The problem » The required output consists solely of the lines from the line containing "woman with towel" through the end of the records, copied exactly.

------ Given records ------

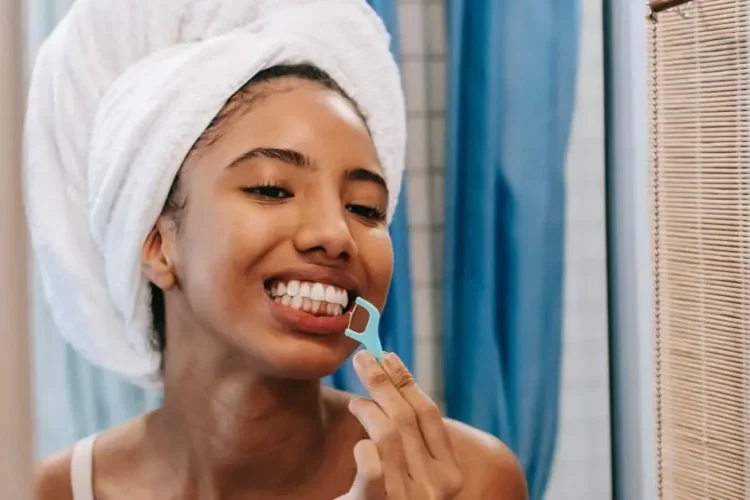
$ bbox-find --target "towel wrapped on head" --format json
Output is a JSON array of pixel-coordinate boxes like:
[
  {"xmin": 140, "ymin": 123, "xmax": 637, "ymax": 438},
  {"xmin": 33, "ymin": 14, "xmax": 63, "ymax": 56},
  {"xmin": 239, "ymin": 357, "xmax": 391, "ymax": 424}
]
[{"xmin": 24, "ymin": 0, "xmax": 406, "ymax": 386}]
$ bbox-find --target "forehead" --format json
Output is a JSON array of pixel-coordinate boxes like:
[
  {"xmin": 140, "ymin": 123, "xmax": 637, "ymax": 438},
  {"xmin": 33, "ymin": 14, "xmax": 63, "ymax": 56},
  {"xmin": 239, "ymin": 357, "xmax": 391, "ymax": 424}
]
[{"xmin": 191, "ymin": 79, "xmax": 381, "ymax": 170}]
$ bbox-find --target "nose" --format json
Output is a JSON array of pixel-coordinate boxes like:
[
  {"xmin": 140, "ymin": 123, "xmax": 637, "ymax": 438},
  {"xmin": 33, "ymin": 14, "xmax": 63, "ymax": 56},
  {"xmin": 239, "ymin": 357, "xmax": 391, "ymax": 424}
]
[{"xmin": 294, "ymin": 193, "xmax": 358, "ymax": 265}]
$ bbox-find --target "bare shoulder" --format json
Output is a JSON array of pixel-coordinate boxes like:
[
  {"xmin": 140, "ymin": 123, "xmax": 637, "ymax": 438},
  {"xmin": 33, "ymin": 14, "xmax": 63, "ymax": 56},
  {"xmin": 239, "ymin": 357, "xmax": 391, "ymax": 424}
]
[
  {"xmin": 34, "ymin": 450, "xmax": 73, "ymax": 500},
  {"xmin": 445, "ymin": 419, "xmax": 528, "ymax": 500}
]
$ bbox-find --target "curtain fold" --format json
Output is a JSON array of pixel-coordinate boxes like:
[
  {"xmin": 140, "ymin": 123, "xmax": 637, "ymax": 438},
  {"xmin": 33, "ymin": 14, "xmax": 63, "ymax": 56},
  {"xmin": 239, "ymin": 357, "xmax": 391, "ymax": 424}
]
[
  {"xmin": 325, "ymin": 0, "xmax": 414, "ymax": 395},
  {"xmin": 443, "ymin": 0, "xmax": 579, "ymax": 500},
  {"xmin": 27, "ymin": 0, "xmax": 160, "ymax": 458}
]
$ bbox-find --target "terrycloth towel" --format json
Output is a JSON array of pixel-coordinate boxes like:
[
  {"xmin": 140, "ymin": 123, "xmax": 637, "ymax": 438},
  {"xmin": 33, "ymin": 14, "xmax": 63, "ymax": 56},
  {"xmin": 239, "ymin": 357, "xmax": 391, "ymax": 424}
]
[{"xmin": 25, "ymin": 0, "xmax": 406, "ymax": 385}]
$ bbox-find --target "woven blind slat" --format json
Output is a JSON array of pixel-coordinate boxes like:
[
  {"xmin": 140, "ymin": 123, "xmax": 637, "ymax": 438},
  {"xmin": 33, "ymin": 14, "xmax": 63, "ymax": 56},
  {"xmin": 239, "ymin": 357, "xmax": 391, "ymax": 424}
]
[{"xmin": 648, "ymin": 0, "xmax": 750, "ymax": 500}]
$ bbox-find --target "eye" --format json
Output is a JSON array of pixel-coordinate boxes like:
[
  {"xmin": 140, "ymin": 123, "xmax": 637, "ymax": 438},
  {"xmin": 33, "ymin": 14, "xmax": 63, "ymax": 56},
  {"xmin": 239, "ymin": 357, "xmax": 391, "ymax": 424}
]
[
  {"xmin": 346, "ymin": 205, "xmax": 385, "ymax": 222},
  {"xmin": 242, "ymin": 184, "xmax": 294, "ymax": 200}
]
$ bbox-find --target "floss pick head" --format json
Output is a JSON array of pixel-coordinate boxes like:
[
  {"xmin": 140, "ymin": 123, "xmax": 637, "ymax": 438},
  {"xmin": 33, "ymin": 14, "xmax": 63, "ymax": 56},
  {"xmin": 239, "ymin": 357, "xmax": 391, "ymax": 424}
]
[{"xmin": 344, "ymin": 297, "xmax": 383, "ymax": 363}]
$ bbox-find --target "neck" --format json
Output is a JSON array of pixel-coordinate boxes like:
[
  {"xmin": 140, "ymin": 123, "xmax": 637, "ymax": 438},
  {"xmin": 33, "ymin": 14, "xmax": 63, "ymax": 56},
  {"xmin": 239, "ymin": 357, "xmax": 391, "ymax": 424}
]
[{"xmin": 151, "ymin": 324, "xmax": 328, "ymax": 499}]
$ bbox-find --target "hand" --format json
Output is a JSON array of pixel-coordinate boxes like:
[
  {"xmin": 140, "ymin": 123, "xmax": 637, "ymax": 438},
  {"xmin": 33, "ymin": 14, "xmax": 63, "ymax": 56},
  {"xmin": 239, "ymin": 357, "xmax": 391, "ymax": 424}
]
[{"xmin": 338, "ymin": 351, "xmax": 463, "ymax": 500}]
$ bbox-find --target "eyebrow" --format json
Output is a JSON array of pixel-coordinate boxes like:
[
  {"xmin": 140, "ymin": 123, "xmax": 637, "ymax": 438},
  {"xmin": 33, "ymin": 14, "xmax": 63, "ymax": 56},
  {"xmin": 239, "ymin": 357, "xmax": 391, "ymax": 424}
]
[{"xmin": 226, "ymin": 147, "xmax": 388, "ymax": 193}]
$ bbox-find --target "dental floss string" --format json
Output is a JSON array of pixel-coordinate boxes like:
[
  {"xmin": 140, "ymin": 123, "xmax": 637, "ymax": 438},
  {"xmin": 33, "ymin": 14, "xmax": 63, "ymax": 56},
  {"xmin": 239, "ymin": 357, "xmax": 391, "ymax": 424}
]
[{"xmin": 344, "ymin": 297, "xmax": 383, "ymax": 363}]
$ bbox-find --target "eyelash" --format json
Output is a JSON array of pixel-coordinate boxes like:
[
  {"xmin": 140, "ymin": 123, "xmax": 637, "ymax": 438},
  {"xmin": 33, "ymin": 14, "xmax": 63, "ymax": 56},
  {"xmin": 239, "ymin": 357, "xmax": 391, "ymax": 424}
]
[
  {"xmin": 243, "ymin": 182, "xmax": 294, "ymax": 200},
  {"xmin": 243, "ymin": 182, "xmax": 386, "ymax": 222}
]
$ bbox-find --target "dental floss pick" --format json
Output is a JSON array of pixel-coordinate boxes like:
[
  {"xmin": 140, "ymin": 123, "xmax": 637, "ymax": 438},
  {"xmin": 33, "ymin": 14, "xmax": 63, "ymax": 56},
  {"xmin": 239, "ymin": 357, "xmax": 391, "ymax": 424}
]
[{"xmin": 344, "ymin": 297, "xmax": 383, "ymax": 363}]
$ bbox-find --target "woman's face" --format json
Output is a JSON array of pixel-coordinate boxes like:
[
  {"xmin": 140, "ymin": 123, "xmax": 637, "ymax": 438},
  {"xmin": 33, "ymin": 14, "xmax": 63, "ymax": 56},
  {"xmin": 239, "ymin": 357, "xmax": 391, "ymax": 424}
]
[{"xmin": 156, "ymin": 79, "xmax": 393, "ymax": 378}]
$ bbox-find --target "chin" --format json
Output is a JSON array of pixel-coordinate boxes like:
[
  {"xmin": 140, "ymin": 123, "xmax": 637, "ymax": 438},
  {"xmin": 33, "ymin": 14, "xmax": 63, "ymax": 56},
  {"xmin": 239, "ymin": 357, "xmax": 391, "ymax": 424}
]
[{"xmin": 242, "ymin": 333, "xmax": 356, "ymax": 380}]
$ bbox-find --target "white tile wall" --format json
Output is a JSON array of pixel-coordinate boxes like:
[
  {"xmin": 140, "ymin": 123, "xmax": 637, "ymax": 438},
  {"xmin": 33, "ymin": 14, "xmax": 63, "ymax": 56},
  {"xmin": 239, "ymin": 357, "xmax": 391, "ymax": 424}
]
[{"xmin": 399, "ymin": 0, "xmax": 612, "ymax": 500}]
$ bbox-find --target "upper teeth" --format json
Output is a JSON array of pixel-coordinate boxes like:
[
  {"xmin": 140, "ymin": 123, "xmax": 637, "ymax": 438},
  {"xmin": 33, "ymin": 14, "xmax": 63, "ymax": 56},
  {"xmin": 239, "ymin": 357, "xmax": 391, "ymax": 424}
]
[{"xmin": 269, "ymin": 280, "xmax": 349, "ymax": 314}]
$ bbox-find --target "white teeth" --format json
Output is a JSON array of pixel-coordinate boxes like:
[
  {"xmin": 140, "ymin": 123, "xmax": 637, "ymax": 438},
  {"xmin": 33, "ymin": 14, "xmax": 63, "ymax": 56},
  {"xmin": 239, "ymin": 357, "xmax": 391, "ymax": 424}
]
[
  {"xmin": 289, "ymin": 295, "xmax": 304, "ymax": 309},
  {"xmin": 326, "ymin": 286, "xmax": 339, "ymax": 304},
  {"xmin": 266, "ymin": 280, "xmax": 349, "ymax": 316},
  {"xmin": 310, "ymin": 283, "xmax": 326, "ymax": 300},
  {"xmin": 286, "ymin": 280, "xmax": 299, "ymax": 297}
]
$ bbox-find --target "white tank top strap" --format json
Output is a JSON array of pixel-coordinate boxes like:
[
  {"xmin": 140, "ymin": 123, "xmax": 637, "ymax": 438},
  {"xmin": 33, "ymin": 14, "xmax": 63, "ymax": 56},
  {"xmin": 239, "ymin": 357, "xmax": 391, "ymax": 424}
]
[{"xmin": 70, "ymin": 434, "xmax": 97, "ymax": 500}]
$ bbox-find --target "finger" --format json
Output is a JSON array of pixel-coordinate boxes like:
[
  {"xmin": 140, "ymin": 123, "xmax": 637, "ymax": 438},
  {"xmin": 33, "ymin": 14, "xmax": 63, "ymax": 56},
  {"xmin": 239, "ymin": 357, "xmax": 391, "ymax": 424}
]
[
  {"xmin": 354, "ymin": 351, "xmax": 430, "ymax": 470},
  {"xmin": 350, "ymin": 439, "xmax": 385, "ymax": 500},
  {"xmin": 349, "ymin": 397, "xmax": 407, "ymax": 498},
  {"xmin": 383, "ymin": 353, "xmax": 454, "ymax": 460}
]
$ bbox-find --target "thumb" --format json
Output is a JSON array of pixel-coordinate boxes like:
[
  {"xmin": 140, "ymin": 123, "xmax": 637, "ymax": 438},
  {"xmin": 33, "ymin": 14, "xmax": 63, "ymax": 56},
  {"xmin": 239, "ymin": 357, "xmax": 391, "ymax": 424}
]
[{"xmin": 337, "ymin": 439, "xmax": 385, "ymax": 500}]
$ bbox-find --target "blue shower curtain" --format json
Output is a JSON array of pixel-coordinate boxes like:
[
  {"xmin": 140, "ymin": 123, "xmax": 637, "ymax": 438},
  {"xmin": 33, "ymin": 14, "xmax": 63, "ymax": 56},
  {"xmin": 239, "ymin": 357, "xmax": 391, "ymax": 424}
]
[
  {"xmin": 32, "ymin": 0, "xmax": 160, "ymax": 457},
  {"xmin": 443, "ymin": 0, "xmax": 579, "ymax": 500},
  {"xmin": 326, "ymin": 0, "xmax": 414, "ymax": 395}
]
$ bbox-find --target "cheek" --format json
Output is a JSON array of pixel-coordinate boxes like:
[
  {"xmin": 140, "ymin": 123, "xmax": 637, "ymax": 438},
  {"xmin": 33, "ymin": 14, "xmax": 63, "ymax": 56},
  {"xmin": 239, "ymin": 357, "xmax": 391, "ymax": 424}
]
[
  {"xmin": 359, "ymin": 228, "xmax": 393, "ymax": 309},
  {"xmin": 179, "ymin": 199, "xmax": 279, "ymax": 318}
]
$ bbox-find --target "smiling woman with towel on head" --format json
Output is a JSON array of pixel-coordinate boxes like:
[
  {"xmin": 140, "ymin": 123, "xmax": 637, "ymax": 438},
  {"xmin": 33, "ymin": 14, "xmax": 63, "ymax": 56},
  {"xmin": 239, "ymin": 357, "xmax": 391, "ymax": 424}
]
[{"xmin": 25, "ymin": 0, "xmax": 525, "ymax": 500}]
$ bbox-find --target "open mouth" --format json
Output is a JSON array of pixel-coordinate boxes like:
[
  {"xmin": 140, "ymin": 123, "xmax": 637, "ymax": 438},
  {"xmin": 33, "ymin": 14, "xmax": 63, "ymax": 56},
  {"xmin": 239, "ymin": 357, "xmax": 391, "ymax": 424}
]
[{"xmin": 265, "ymin": 279, "xmax": 356, "ymax": 316}]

------

Result below »
$ bbox-find --target "smiling woman with towel on head" --format json
Output is a JSON array of pixel-coordinate boxes like:
[
  {"xmin": 140, "ymin": 123, "xmax": 637, "ymax": 438},
  {"xmin": 33, "ymin": 14, "xmax": 63, "ymax": 56},
  {"xmin": 239, "ymin": 357, "xmax": 391, "ymax": 424}
]
[{"xmin": 25, "ymin": 0, "xmax": 525, "ymax": 500}]
$ bbox-find --target "open mouth" --format json
Output is a JSON array of pixel-coordinate boxes like:
[
  {"xmin": 140, "ymin": 123, "xmax": 637, "ymax": 438},
  {"xmin": 33, "ymin": 14, "xmax": 63, "ymax": 56},
  {"xmin": 239, "ymin": 357, "xmax": 391, "ymax": 424}
]
[{"xmin": 265, "ymin": 279, "xmax": 356, "ymax": 316}]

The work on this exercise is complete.